§ **Aim of the task**: Start at the line in the entries below that contains "Query: roof gutter", stop at the line that contains "like [318, 374].", and output exactly the lines in that span, both ends included.

::: The data

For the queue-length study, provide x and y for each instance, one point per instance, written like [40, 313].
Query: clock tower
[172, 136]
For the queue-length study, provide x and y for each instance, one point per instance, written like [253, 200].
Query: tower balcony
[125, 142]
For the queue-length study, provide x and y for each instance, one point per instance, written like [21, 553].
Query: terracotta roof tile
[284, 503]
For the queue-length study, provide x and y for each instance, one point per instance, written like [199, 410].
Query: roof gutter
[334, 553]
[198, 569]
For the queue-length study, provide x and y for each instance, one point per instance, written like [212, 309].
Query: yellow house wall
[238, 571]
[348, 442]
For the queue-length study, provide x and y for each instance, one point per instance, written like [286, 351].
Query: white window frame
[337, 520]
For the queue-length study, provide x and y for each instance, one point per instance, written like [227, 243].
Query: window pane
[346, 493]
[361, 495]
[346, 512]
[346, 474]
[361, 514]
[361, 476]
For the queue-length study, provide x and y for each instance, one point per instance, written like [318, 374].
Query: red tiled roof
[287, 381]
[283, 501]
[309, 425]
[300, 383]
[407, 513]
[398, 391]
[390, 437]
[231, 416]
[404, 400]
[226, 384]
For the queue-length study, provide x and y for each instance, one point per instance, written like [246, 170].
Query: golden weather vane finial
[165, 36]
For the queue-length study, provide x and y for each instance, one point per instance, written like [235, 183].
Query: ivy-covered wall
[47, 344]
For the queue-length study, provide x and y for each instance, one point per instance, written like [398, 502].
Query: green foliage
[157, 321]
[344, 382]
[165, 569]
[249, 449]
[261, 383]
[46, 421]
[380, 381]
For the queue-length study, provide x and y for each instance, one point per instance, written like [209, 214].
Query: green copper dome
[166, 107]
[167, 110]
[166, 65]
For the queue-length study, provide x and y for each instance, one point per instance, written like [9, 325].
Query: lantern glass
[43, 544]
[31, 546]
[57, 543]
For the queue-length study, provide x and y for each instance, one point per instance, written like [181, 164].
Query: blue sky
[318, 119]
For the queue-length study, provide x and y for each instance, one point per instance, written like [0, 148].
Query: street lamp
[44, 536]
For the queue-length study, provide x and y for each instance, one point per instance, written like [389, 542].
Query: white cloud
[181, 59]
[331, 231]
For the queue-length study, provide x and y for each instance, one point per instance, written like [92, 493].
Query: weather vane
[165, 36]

::::::

§ **Exercise answer**:
Query: roof gutter
[334, 553]
[198, 569]
For the queue-length study, provide x and y for each instance, one point per instance, written like [212, 309].
Query: yellow house wall
[238, 571]
[348, 442]
For the queue-length study, provide x and y for each instance, one point per instance, written like [286, 351].
Query: white window frame
[337, 520]
For the queue-length study, provide x and y for each instance, one point per instance, written like [227, 243].
Query: window pane
[346, 493]
[361, 495]
[346, 512]
[346, 474]
[361, 514]
[361, 476]
For the queue-length study, provide x and y for each instance, one point per instance, written like [318, 374].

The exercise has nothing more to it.